WORK REQUEST
Please return the listing exactly, line for line.
=======
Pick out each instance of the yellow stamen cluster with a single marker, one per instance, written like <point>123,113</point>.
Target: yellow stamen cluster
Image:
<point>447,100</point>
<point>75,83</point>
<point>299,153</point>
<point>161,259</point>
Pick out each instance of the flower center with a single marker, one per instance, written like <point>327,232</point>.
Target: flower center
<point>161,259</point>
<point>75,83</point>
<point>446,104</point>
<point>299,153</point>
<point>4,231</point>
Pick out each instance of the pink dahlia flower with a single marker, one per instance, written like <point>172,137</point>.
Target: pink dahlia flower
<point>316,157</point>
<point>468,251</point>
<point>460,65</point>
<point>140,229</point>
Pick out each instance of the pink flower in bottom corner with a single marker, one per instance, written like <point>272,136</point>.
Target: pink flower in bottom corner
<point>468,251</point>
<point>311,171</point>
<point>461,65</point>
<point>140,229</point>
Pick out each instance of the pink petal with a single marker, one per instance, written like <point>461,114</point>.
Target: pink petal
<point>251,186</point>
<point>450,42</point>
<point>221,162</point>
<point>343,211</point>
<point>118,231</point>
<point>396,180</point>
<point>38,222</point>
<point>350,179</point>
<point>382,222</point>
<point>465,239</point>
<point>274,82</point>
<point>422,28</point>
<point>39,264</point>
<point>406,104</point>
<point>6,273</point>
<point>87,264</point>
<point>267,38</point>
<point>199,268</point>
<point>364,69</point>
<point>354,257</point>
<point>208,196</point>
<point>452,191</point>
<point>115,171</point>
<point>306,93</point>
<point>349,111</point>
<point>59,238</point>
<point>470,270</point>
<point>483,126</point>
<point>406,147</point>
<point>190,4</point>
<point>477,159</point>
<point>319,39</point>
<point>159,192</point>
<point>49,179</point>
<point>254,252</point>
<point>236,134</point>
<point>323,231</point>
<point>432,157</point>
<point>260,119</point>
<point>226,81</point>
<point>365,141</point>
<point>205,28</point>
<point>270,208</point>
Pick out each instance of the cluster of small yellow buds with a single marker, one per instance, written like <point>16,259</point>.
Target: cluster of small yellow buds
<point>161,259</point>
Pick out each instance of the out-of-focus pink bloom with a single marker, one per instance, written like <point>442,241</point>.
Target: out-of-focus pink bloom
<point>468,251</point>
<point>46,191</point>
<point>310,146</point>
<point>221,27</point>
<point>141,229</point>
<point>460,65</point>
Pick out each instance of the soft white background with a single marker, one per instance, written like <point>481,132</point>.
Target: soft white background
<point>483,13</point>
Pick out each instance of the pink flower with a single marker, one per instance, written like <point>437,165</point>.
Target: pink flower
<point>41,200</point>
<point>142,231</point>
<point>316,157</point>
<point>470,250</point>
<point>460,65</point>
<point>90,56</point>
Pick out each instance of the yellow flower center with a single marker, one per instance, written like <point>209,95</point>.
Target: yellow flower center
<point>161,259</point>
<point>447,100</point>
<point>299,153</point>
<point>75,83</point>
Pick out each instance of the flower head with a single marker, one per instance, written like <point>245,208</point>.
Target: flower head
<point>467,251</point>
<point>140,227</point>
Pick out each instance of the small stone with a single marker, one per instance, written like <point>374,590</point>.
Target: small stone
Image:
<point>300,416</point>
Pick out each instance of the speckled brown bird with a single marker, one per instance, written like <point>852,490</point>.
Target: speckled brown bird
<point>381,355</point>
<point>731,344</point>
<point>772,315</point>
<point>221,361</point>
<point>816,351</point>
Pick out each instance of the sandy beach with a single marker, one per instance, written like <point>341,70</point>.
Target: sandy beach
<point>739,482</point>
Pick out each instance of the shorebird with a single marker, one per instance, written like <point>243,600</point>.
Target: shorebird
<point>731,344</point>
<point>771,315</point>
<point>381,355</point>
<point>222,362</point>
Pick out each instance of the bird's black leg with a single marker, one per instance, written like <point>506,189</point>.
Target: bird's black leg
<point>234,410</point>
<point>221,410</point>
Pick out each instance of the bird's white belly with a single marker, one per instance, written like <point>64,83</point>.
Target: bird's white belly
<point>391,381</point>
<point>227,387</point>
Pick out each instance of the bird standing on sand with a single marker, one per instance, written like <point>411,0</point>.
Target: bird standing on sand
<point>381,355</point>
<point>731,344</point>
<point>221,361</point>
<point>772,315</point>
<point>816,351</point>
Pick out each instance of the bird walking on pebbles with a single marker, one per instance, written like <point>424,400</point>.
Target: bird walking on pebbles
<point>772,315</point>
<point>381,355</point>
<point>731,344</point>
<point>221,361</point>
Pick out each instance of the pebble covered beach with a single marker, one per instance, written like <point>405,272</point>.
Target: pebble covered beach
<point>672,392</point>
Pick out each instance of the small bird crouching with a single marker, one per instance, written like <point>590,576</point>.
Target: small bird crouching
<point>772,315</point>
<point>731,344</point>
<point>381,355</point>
=======
SOLUTION TO THE PROBLEM
Pick out each instance of the yellow stamen cluster with a single marker, one per instance, written like <point>123,113</point>.
Target: yellow stamen cluster
Image:
<point>447,100</point>
<point>75,83</point>
<point>299,153</point>
<point>161,259</point>
Pick out each instance of the flower center with a single marker, one per instance, written like <point>327,232</point>.
Target: flower center
<point>161,259</point>
<point>75,83</point>
<point>446,104</point>
<point>299,153</point>
<point>4,231</point>
Pick out each instance of the pink dahlia flower with a single marker, one per instance, written like <point>172,137</point>.
Target: pink dahlia flower
<point>316,157</point>
<point>468,251</point>
<point>460,65</point>
<point>140,229</point>
Pick out each instance of the pink flower in bottom corner with a single marker, one per instance, written like <point>272,136</point>.
Target: pink flower in bottom corner
<point>468,251</point>
<point>311,171</point>
<point>461,65</point>
<point>140,229</point>
Pick out each instance of the pink petal with a single marker, one per instance, written like <point>461,114</point>.
Target: pink petal
<point>251,186</point>
<point>450,42</point>
<point>221,162</point>
<point>343,211</point>
<point>118,231</point>
<point>396,180</point>
<point>38,222</point>
<point>350,179</point>
<point>382,222</point>
<point>465,239</point>
<point>274,82</point>
<point>422,28</point>
<point>39,264</point>
<point>406,104</point>
<point>6,273</point>
<point>87,264</point>
<point>267,38</point>
<point>199,268</point>
<point>364,69</point>
<point>354,257</point>
<point>208,196</point>
<point>452,191</point>
<point>115,171</point>
<point>306,93</point>
<point>349,111</point>
<point>59,238</point>
<point>470,270</point>
<point>483,126</point>
<point>406,147</point>
<point>190,4</point>
<point>477,159</point>
<point>319,39</point>
<point>159,192</point>
<point>49,179</point>
<point>254,252</point>
<point>236,134</point>
<point>323,231</point>
<point>432,157</point>
<point>260,119</point>
<point>226,81</point>
<point>365,141</point>
<point>205,28</point>
<point>270,208</point>
Pick out each instance of the cluster of small yellow buds with a single marker, one per instance, written like <point>16,259</point>.
Target: cluster of small yellow buds
<point>161,259</point>
Pick out each instance of the out-of-focus pink bloom with a single marker, one per instance, written like <point>442,241</point>.
Target: out-of-focus pink bloom
<point>468,251</point>
<point>46,191</point>
<point>310,146</point>
<point>221,27</point>
<point>141,229</point>
<point>460,65</point>
Pick out each instance of the soft white background with a single marker, one per instance, written like <point>481,132</point>.
Target: soft white background
<point>483,13</point>
Pick out each instance of the pink flower with a single marker, one per instance, written like <point>437,165</point>.
Target: pink flower
<point>41,200</point>
<point>142,231</point>
<point>316,157</point>
<point>470,250</point>
<point>460,65</point>
<point>90,56</point>
Pick out each instance of the yellow flower center with a single marker, one per instance, written like <point>209,95</point>.
Target: yellow flower center
<point>161,259</point>
<point>447,100</point>
<point>299,153</point>
<point>75,83</point>
Pick out each instance of the flower head with a single marker, one per instance, written like <point>245,208</point>.
Target: flower head
<point>467,251</point>
<point>140,227</point>
Pick out each instance of the small stone with a single marker, one per instance, written like <point>374,590</point>.
Target: small stone
Image:
<point>300,416</point>
Pick out each instance of the speckled brown bird with a single marker, one per instance, written like <point>852,490</point>.
Target: speckled brown bird
<point>381,355</point>
<point>731,344</point>
<point>772,315</point>
<point>221,361</point>
<point>816,351</point>
Pick out each instance of the sandy beach with a single marker, one per instance, written like <point>341,70</point>.
Target: sandy beach
<point>739,482</point>
Pick out each instance of the shorebird with a single marker, one per instance, written like <point>243,600</point>.
Target: shorebird
<point>731,344</point>
<point>771,315</point>
<point>381,355</point>
<point>222,362</point>
Pick out each instance of the bird's black leg with a single marker, one per instance, written like <point>506,189</point>.
Target: bird's black leg
<point>234,410</point>
<point>221,410</point>
Pick out each instance of the bird's white belly with a single marker, one per instance, written like <point>64,83</point>.
Target: bird's white belly
<point>391,381</point>
<point>227,387</point>
Pick out each instance of the bird standing on sand with a single marker, one per instance, written like <point>411,0</point>.
Target: bird standing on sand
<point>381,355</point>
<point>731,344</point>
<point>221,361</point>
<point>772,315</point>
<point>816,351</point>
Pick out each instance of the bird walking on pebbles with a single marker, one per instance, written like <point>424,400</point>.
Target: bird walking on pebbles
<point>772,315</point>
<point>381,355</point>
<point>731,344</point>
<point>221,361</point>
Pick out each instance of the pebble covered beach with a single marker, one per instance, written like <point>405,272</point>.
Target: pebble covered beach
<point>672,392</point>
Pick out each instance of the small bird crouching with a single marker, one per instance, written like <point>590,576</point>.
Target: small bird crouching
<point>772,315</point>
<point>731,344</point>
<point>381,355</point>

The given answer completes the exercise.